* Request 1: In the entries, take everything from the very first line up to and including the line with "Here is a sample", and swap "sandy soil" for "clay soil". Keep the rest unchanged and leave the pictures out.

The judgment followed an appeal before the court by the Federal Government of Nigeria against an Irish firm, Process and Industrial Developments Limited (P&ID).

The case stems from a contract for a gas project awarded by Nigeria in 2010 to P&ID.

In 2010, the Nigerian Ministry of Petroleum Resources signed a contract for the construction and operation of a new gas processing facility with P&ID, a company incorporated in the British Virgin Islands.

Under the contract, Nigeria was to supply natural gas (“wet gas”) at no cost to P&ID’s facility. For its part, P&ID was to construct and operate the facility. It would process the gas to remove natural gas liquids—which P&ID was entitled to—and return lean gas to Nigeria at no cost, which would be suitable for use in power generation and other purposes

The gas processing facility never materialised, for reasons that were disputed.

Claiming Nigeria breached the terms of the contract, in August 2012, P&ID initiated arbitration, alleging that Nigeria had repudiated the contract.

On January 31, 2017, a private arbitration tribunal ordered Nigeria to pay P&ID $6.6 billion as damages accruing from March 20, 2013, with interest at a rate of seven per cent, which amounts to nearly $11 billion.

Following the judgment, Nigeria, through Mark Howard, a British lawyer, applied for an extension of time and relief from sanctions in the Business and Property Courts of England and Wales. The application was granted by Judge Ross Cranston in September 2020.

In August 2022, Nigeria levelled fresh claims of fraud against P&ID. The Federal Government had sought to convince a UK High Court Court that the contract was a scam ab initio.

* Task input:
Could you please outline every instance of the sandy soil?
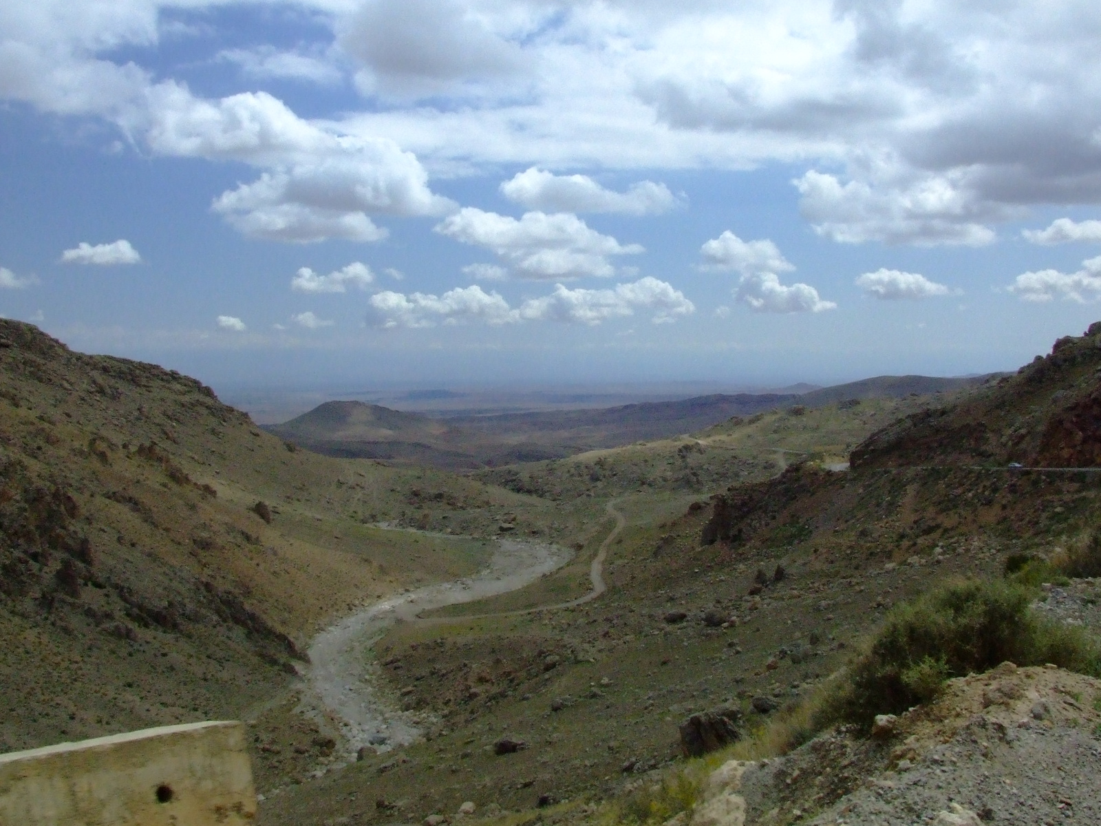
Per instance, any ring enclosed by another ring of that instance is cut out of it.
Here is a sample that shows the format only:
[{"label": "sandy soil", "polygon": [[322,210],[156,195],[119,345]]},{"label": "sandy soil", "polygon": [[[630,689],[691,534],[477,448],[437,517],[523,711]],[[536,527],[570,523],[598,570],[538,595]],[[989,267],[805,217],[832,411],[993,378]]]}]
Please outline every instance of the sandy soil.
[{"label": "sandy soil", "polygon": [[349,752],[355,754],[364,746],[388,751],[421,736],[417,718],[379,691],[381,670],[372,648],[386,629],[433,608],[516,590],[558,569],[571,556],[573,552],[548,543],[500,540],[489,566],[478,575],[384,599],[314,638],[310,684],[325,709],[337,718]]}]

* Request 2: From the passage on the Nigeria and P&ID case, pull out the words from "Under the contract, Nigeria" up to and including "nearly $11 billion.", copied word for word.

* Task result 1:
Could you please outline every instance of the clay soil?
Per instance, any ring enclosed by another ring of that instance is cut out of it.
Here is a sample that shows the format only:

* Task result 2:
Under the contract, Nigeria was to supply natural gas (“wet gas”) at no cost to P&ID’s facility. For its part, P&ID was to construct and operate the facility. It would process the gas to remove natural gas liquids—which P&ID was entitled to—and return lean gas to Nigeria at no cost, which would be suitable for use in power generation and other purposes

The gas processing facility never materialised, for reasons that were disputed.

Claiming Nigeria breached the terms of the contract, in August 2012, P&ID initiated arbitration, alleging that Nigeria had repudiated the contract.

On January 31, 2017, a private arbitration tribunal ordered Nigeria to pay P&ID $6.6 billion as damages accruing from March 20, 2013, with interest at a rate of seven per cent, which amounts to nearly $11 billion.